▶ Fonte:
|---|
Pesou, também, a própria personalidade da atriz, que tem interesses e formações diversas. Graduada em Literatura, ela passou por escolas de atuação como Macunaíma e Wolf Maya e, agora, estuda arquitetura, além de se dedicar à escrita e à fotografia. “Gosto de me desafiar e me interesso por processos investigativos de atuação. Este desejo de experimentação, de testar novas possibilidades, casou com esse argumento que eu já tinha escrito e que buscava o momento certo pra ser realizado”, contou.

Foi Bruna quem apresentou a ideia de A Filha do Caos para Posada, com quem já tinha trabalhado em outros projetos. O filme conta a história de Maria, uma atriz em crise que se prepara para interpretar Jocasta em uma montagem de Édipo Rei, a tragédia grega escrita por Sófocles. Certo dia, a caminho de um ensaio, ela se depara com uma mulher que carrega o filho morto. A partir deste encontro, Maria mergulha em uma série de questionamentos sobre o que é ser mulher, especialmente no que diz respeito à maternidade.
|---|
▶ Dados extraídos:
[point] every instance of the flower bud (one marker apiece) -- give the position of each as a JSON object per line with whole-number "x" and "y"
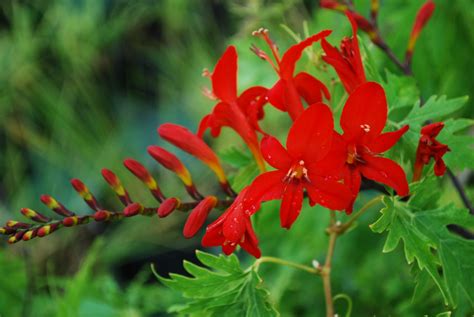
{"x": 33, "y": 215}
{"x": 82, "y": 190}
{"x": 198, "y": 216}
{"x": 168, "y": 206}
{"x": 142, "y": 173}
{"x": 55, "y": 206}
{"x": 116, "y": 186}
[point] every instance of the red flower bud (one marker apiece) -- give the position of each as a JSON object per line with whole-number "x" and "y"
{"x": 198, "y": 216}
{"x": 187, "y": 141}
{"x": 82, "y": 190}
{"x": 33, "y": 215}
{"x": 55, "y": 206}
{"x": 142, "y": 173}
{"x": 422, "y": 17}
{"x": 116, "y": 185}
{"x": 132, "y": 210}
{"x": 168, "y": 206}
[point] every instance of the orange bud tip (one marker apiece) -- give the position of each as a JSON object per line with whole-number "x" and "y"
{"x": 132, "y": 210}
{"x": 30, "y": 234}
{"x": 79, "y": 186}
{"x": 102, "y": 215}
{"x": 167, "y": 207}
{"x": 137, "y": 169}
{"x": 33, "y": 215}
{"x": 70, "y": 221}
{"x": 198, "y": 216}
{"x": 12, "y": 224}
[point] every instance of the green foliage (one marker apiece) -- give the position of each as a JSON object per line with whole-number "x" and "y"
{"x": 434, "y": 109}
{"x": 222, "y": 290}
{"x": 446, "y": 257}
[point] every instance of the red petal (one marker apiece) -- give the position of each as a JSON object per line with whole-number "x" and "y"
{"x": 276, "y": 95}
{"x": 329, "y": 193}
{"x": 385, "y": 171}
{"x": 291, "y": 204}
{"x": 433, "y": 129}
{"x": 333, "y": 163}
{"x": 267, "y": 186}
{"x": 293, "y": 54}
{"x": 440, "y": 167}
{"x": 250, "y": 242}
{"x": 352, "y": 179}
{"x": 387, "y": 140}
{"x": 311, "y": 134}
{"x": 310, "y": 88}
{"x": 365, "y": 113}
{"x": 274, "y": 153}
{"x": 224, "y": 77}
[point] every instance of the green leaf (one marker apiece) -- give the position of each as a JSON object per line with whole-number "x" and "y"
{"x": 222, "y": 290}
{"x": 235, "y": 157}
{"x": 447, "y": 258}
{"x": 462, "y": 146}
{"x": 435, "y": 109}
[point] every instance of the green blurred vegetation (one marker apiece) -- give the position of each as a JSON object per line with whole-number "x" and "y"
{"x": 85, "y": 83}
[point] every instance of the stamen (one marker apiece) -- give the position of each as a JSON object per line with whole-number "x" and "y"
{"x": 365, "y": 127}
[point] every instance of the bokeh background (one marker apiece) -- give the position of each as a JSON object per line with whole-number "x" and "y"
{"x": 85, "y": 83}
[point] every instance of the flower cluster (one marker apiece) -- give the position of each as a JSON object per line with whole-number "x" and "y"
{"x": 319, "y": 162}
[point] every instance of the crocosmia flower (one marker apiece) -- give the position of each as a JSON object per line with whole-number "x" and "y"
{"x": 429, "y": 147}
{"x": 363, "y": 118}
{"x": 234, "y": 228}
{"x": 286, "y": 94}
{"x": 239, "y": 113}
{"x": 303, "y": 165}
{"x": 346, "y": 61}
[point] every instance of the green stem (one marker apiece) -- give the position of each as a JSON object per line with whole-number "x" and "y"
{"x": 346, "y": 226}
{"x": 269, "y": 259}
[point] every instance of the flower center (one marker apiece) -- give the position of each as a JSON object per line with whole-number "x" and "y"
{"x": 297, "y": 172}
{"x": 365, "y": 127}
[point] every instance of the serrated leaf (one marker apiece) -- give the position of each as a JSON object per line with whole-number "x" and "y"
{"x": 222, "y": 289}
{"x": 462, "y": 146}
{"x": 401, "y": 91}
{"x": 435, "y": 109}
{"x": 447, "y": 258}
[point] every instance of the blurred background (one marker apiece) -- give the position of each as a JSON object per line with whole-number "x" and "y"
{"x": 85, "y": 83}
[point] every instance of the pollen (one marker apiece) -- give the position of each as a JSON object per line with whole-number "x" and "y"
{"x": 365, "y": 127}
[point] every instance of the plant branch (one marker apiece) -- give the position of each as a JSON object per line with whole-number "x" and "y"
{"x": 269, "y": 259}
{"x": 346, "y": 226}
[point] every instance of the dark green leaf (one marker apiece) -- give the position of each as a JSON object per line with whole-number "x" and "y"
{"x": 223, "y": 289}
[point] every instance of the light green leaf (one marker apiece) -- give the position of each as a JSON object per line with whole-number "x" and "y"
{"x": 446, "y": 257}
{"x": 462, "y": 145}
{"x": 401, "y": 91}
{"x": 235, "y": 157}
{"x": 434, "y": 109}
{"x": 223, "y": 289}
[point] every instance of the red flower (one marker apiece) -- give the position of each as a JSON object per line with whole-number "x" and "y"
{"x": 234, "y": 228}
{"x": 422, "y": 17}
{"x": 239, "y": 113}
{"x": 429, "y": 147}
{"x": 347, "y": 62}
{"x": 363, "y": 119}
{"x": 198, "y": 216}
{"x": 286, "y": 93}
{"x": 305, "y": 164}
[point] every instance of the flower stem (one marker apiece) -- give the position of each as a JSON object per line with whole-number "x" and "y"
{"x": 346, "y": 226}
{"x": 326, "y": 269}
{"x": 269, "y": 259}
|---|
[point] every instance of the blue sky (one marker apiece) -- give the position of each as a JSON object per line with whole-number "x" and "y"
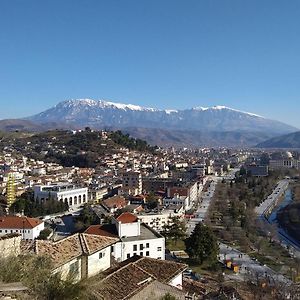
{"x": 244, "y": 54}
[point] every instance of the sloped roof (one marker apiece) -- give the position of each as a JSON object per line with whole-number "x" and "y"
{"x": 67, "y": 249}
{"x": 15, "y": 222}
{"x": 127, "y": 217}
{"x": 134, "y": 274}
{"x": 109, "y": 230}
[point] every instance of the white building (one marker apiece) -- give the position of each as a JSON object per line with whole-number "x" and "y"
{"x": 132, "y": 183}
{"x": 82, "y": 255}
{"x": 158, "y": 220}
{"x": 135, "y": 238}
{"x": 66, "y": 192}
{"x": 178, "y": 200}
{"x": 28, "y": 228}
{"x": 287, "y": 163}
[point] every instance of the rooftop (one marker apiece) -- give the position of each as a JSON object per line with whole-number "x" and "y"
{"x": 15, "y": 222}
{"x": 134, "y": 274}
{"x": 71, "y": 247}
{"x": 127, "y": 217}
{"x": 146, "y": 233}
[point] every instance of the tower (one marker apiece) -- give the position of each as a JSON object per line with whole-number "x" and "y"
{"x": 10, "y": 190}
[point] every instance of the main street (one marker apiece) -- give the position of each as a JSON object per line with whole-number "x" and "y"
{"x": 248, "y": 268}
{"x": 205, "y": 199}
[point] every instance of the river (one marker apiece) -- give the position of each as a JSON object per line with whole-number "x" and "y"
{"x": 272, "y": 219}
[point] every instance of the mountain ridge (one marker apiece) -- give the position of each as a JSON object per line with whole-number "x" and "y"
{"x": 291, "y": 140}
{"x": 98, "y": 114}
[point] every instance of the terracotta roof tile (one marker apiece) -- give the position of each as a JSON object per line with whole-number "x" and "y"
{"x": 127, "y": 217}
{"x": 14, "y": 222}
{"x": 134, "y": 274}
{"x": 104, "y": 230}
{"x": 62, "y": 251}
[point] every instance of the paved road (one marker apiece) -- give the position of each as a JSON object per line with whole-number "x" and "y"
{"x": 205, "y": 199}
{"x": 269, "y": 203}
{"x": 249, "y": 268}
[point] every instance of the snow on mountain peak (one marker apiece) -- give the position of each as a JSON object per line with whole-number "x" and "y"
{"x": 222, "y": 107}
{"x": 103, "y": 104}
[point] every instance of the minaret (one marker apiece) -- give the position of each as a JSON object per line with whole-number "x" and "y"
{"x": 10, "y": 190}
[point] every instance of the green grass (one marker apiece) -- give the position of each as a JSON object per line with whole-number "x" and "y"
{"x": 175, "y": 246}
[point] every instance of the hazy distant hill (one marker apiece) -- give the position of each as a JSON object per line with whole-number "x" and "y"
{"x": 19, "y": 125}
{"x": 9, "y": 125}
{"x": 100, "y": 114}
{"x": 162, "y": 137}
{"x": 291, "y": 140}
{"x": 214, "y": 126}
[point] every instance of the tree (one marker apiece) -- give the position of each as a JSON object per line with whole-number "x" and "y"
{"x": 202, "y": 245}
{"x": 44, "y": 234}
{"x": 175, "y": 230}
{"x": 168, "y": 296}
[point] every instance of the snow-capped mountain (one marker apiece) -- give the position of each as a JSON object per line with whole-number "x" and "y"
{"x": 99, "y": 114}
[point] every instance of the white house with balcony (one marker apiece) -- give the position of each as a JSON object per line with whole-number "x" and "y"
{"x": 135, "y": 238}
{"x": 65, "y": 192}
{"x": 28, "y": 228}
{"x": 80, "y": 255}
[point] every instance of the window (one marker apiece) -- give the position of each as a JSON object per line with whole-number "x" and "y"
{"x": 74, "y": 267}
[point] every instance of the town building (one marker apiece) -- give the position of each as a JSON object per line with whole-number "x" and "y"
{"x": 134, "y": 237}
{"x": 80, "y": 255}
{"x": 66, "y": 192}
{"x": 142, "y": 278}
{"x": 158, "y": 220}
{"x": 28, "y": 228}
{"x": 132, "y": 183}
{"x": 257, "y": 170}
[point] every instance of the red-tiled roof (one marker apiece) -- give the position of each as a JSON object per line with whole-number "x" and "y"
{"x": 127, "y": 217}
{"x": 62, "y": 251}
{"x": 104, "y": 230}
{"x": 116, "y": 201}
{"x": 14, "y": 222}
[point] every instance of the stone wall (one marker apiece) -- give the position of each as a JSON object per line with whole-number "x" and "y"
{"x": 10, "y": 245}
|---|
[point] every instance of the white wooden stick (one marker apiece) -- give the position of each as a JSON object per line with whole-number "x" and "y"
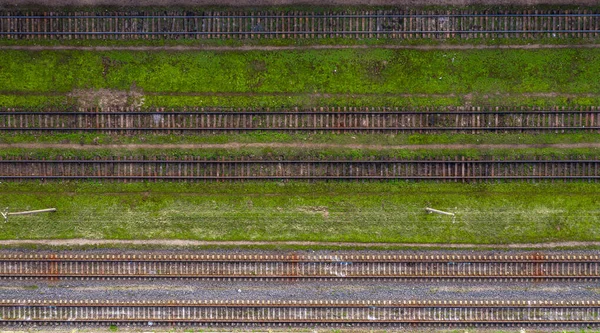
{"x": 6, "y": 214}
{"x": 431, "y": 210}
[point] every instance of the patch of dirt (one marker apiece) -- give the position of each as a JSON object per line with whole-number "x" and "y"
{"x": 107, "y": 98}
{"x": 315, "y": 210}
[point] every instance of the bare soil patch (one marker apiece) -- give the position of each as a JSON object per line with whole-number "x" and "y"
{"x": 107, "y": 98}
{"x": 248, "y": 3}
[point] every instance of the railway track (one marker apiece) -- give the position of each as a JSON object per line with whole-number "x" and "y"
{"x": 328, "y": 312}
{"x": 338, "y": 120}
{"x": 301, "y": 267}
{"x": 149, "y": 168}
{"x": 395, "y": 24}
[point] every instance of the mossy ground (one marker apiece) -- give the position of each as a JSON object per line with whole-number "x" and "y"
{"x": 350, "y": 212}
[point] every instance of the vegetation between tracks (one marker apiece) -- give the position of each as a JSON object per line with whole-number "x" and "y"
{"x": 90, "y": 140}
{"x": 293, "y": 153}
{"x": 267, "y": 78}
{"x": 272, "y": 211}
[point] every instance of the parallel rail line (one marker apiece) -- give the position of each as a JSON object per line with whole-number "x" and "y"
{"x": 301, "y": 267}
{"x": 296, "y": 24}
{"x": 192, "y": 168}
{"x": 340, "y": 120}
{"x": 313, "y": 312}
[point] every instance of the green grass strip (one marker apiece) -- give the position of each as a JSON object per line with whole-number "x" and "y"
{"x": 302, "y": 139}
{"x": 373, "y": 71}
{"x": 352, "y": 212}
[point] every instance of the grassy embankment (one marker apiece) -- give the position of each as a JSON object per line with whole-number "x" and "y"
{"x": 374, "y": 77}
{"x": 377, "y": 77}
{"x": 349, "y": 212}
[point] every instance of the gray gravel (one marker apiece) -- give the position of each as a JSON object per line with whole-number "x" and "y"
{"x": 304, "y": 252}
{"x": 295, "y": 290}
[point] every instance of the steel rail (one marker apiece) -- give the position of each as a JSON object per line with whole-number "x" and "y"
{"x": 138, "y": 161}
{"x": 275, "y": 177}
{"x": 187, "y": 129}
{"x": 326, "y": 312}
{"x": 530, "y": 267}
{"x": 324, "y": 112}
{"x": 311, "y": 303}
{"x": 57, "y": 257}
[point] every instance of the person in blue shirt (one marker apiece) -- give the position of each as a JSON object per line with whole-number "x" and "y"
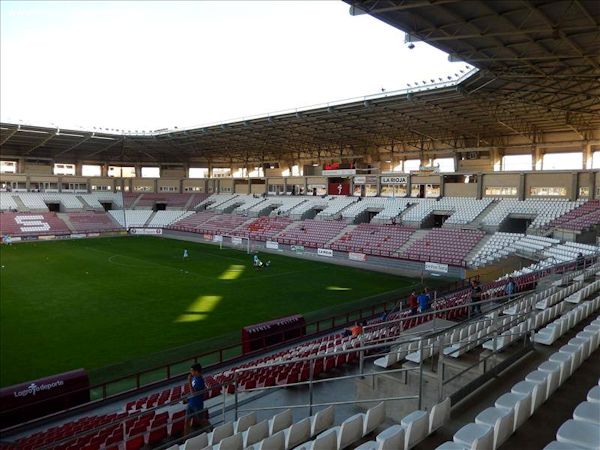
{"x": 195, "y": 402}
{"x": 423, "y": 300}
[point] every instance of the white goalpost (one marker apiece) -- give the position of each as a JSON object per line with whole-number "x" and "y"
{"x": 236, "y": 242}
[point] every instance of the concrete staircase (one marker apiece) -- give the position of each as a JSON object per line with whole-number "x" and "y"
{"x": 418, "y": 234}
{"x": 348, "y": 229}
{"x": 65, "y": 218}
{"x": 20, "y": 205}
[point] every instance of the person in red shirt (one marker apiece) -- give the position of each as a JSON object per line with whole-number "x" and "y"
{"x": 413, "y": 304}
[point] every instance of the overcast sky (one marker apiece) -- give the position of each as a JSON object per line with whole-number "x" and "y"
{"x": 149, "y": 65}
|---|
▶ Tarefas e exercícios:
**1.** Informe qual personagem Maria se prepara para interpretar, segundo o texto sobre o filme A Filha do Caos.
**2.** Escreva a continuação do texto sobre o filme A Filha do Caos, começando logo após a última frase.

▶ Lista de respostas:
**1.** Maria se prepara para interpretar Jocasta em uma montagem de Édipo Rei, a tragédia grega de Sófocles.

**2.**
É um papel mais dramático e de maior protagonismo do que os vividos pela atriz recentemente. No ar com a novela Cara e Coragem, da TV Globo, ela também atuou na série Impuros (2019-2020), exibida pela Globoplay e Disney Star+, e no longa Eduardo e Mônica (2020), de René Sampaio. Em 2023, estará no elenco das séries How to Be a Carioca e Musa Música. “Desde que filmei Impuros, e após fazer algumas personagens mais leves e divertidas, fiquei com vontade de voltar a me experimentar em um papel mais denso”, afirmou.

Apesar de muitas atrizes começarem a produzir e a escrever para assegurar melhores oportunidades para si mesmas, Bruna afirma que este não foi um fator fundamental no caso de A Filha do Caos. “Claro que é um papel totalmente diferente daqueles para os quais sou escalada normalmente, mas a vontade inicial e mais profunda foi falar das angústias, desejos e inquietações dessa personagem”, afirmou. “Muitas de nós, mulheres, já fomos silenciadas em alguns momentos. Por mais que a gente lute, às vezes sinto dificuldade em ser ouvida. É preciso dar voz a essa e a muitas outras mulheres”, completou.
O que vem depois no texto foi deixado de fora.